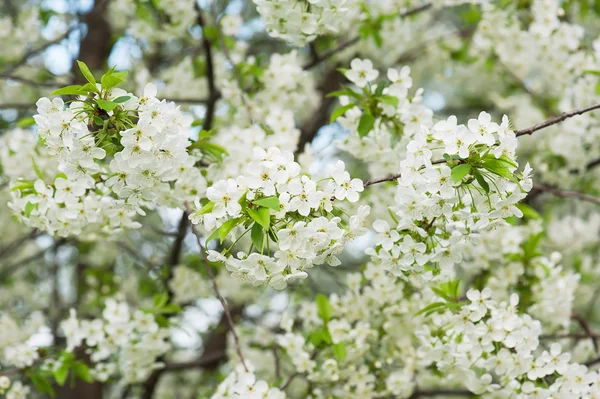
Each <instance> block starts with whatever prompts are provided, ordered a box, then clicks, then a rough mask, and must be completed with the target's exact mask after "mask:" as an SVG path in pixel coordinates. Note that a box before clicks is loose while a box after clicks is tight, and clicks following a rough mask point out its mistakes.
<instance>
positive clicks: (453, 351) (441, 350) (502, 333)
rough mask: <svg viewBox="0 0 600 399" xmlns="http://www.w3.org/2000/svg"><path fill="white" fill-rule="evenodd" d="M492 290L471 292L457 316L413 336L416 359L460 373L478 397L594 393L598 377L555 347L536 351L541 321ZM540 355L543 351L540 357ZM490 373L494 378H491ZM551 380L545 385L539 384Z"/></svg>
mask: <svg viewBox="0 0 600 399" xmlns="http://www.w3.org/2000/svg"><path fill="white" fill-rule="evenodd" d="M491 296H492V292H491V290H490V289H489V288H488V289H484V290H483V291H477V290H469V291H468V292H467V298H468V301H469V302H468V304H466V305H465V306H463V307H462V309H461V311H460V312H458V313H452V312H446V313H444V314H443V315H440V316H439V318H437V319H436V320H435V324H434V325H433V326H424V328H423V329H420V330H419V331H417V332H416V335H417V336H418V337H419V339H420V340H421V342H422V345H421V347H420V348H419V356H420V357H421V359H422V360H421V361H422V362H423V364H424V365H425V366H427V365H433V366H434V367H436V368H437V369H438V370H440V371H441V372H444V373H447V375H448V376H449V377H450V378H452V376H453V375H460V378H463V379H465V381H466V382H465V384H466V386H467V388H468V389H469V390H470V391H471V392H473V393H475V394H478V395H481V394H484V393H493V392H497V394H499V393H500V392H504V394H506V395H509V394H510V393H514V392H518V393H519V395H520V396H519V397H523V398H534V397H551V396H558V397H569V396H570V397H582V396H583V397H585V396H586V395H597V394H598V392H599V389H600V388H599V387H598V386H597V381H598V373H597V372H594V371H589V370H588V369H587V367H585V366H584V365H581V364H577V363H570V358H571V356H570V355H569V354H568V353H562V349H561V346H560V345H559V344H553V345H552V346H551V348H550V351H549V352H548V351H543V352H542V351H537V352H536V350H537V349H538V347H539V344H540V335H541V332H542V327H541V323H540V322H539V321H537V320H534V319H533V318H531V317H530V316H529V315H527V314H519V312H518V308H517V305H518V303H519V297H518V296H517V295H516V294H513V295H511V297H510V300H509V301H503V302H500V303H498V302H496V301H494V300H493V299H491ZM540 352H541V353H540ZM492 375H494V376H495V377H493V376H492ZM547 376H552V380H551V382H550V383H549V384H540V382H541V381H542V380H543V379H545V378H546V377H547Z"/></svg>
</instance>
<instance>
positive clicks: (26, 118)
mask: <svg viewBox="0 0 600 399" xmlns="http://www.w3.org/2000/svg"><path fill="white" fill-rule="evenodd" d="M31 125H35V119H33V118H31V117H28V118H23V119H21V120H19V121H18V122H17V126H18V127H27V126H31Z"/></svg>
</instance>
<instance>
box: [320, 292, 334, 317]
mask: <svg viewBox="0 0 600 399" xmlns="http://www.w3.org/2000/svg"><path fill="white" fill-rule="evenodd" d="M316 301H317V313H318V314H319V317H320V318H321V320H323V321H324V322H326V323H327V322H328V321H329V320H330V319H331V313H332V311H333V309H332V308H331V303H329V298H327V297H326V296H325V295H323V294H318V295H317V299H316Z"/></svg>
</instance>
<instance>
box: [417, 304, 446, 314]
mask: <svg viewBox="0 0 600 399" xmlns="http://www.w3.org/2000/svg"><path fill="white" fill-rule="evenodd" d="M445 307H446V302H434V303H431V304H429V305H427V306H425V307H424V308H423V309H421V310H419V311H418V312H417V313H416V315H420V314H424V315H425V316H428V315H430V314H431V313H434V312H437V311H438V310H441V309H444V308H445Z"/></svg>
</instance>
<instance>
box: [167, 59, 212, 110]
mask: <svg viewBox="0 0 600 399" xmlns="http://www.w3.org/2000/svg"><path fill="white" fill-rule="evenodd" d="M207 69H208V68H207ZM165 100H167V101H173V102H174V103H179V104H192V105H193V104H208V102H209V101H210V97H209V98H165Z"/></svg>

※

Only an exact, picture-free copy of the entries counts as the answer.

Each <instance> block starts with whatever prompts are provided, ordered a box, then clicks, then a rough mask, and must be completed with the target's exact mask after "mask:" as an SVG path in pixel coordinates. Note that a box before clicks is loose while a box after clicks is tight, and clicks following a rough mask point out its mistakes.
<instance>
positive clicks: (453, 351) (441, 350) (502, 333)
rough mask: <svg viewBox="0 0 600 399" xmlns="http://www.w3.org/2000/svg"><path fill="white" fill-rule="evenodd" d="M492 290L471 292L457 316L413 336L416 359L460 373L478 397L594 393L598 377L555 347L536 351L541 321ZM540 355L543 351L540 357ZM490 373L494 378H491ZM551 380L545 385L539 384Z"/></svg>
mask: <svg viewBox="0 0 600 399" xmlns="http://www.w3.org/2000/svg"><path fill="white" fill-rule="evenodd" d="M491 296H492V292H491V290H490V289H489V288H488V289H484V290H483V291H477V290H469V291H468V292H467V298H468V301H469V302H468V304H466V305H465V306H463V307H462V309H461V311H460V312H458V313H452V312H446V313H444V314H443V315H440V316H439V318H437V319H436V320H435V324H434V325H433V326H424V328H423V329H420V330H419V331H417V332H416V335H417V336H418V337H419V339H420V340H421V342H422V345H421V347H420V348H419V356H420V357H421V359H422V360H421V361H422V362H423V364H424V365H425V366H427V365H433V366H434V367H436V368H437V369H438V370H440V371H441V372H444V373H447V375H448V376H449V377H450V378H452V376H453V375H460V378H463V379H465V381H466V382H465V384H466V386H467V388H468V389H469V390H470V391H471V392H473V393H475V394H478V395H481V394H484V393H493V392H497V394H499V393H500V392H504V394H506V395H509V394H510V393H514V392H518V393H519V395H520V396H519V397H523V398H534V397H551V396H558V397H569V396H570V397H582V396H583V397H585V396H586V395H597V394H598V392H599V389H600V388H599V387H598V386H597V381H598V373H597V372H594V371H589V370H588V369H587V367H585V366H584V365H581V364H577V363H570V358H571V356H570V355H569V354H568V353H562V349H561V346H560V345H559V344H553V345H552V346H551V348H550V351H549V352H548V351H543V352H542V351H537V352H536V350H537V349H538V347H539V344H540V335H541V332H542V327H541V323H540V322H539V321H537V320H534V319H533V318H531V317H530V316H529V315H527V314H519V312H518V308H517V305H518V303H519V297H518V296H517V295H516V294H513V295H511V297H510V300H509V301H503V302H500V303H498V302H496V301H494V300H493V299H491ZM540 352H541V353H540ZM492 375H494V376H495V377H493V376H492ZM547 376H552V380H551V382H550V383H549V384H540V382H541V381H542V380H543V379H545V378H546V377H547Z"/></svg>
</instance>
<instance>
positive clicks: (26, 118)
mask: <svg viewBox="0 0 600 399" xmlns="http://www.w3.org/2000/svg"><path fill="white" fill-rule="evenodd" d="M31 125H35V119H33V118H31V117H28V118H23V119H21V120H19V121H18V122H17V126H18V127H27V126H31Z"/></svg>
</instance>
<instance>
box: [320, 292, 334, 317]
mask: <svg viewBox="0 0 600 399" xmlns="http://www.w3.org/2000/svg"><path fill="white" fill-rule="evenodd" d="M316 301H317V313H318V314H319V317H320V318H321V320H323V321H324V322H326V323H327V322H328V321H329V320H330V319H331V313H332V311H333V309H332V308H331V303H329V298H327V297H326V296H325V295H323V294H318V295H317V299H316Z"/></svg>
</instance>
<instance>
box: [417, 304, 446, 314]
mask: <svg viewBox="0 0 600 399" xmlns="http://www.w3.org/2000/svg"><path fill="white" fill-rule="evenodd" d="M445 307H446V302H434V303H431V304H429V305H427V306H425V307H424V308H423V309H421V310H419V311H418V312H417V313H416V315H420V314H424V315H425V316H428V315H430V314H431V313H434V312H437V311H438V310H441V309H444V308H445Z"/></svg>
</instance>
<instance>
box: [167, 59, 212, 110]
mask: <svg viewBox="0 0 600 399" xmlns="http://www.w3.org/2000/svg"><path fill="white" fill-rule="evenodd" d="M207 69H208V68H207ZM165 100H167V101H173V102H174V103H179V104H192V105H193V104H208V102H209V101H210V97H209V98H165Z"/></svg>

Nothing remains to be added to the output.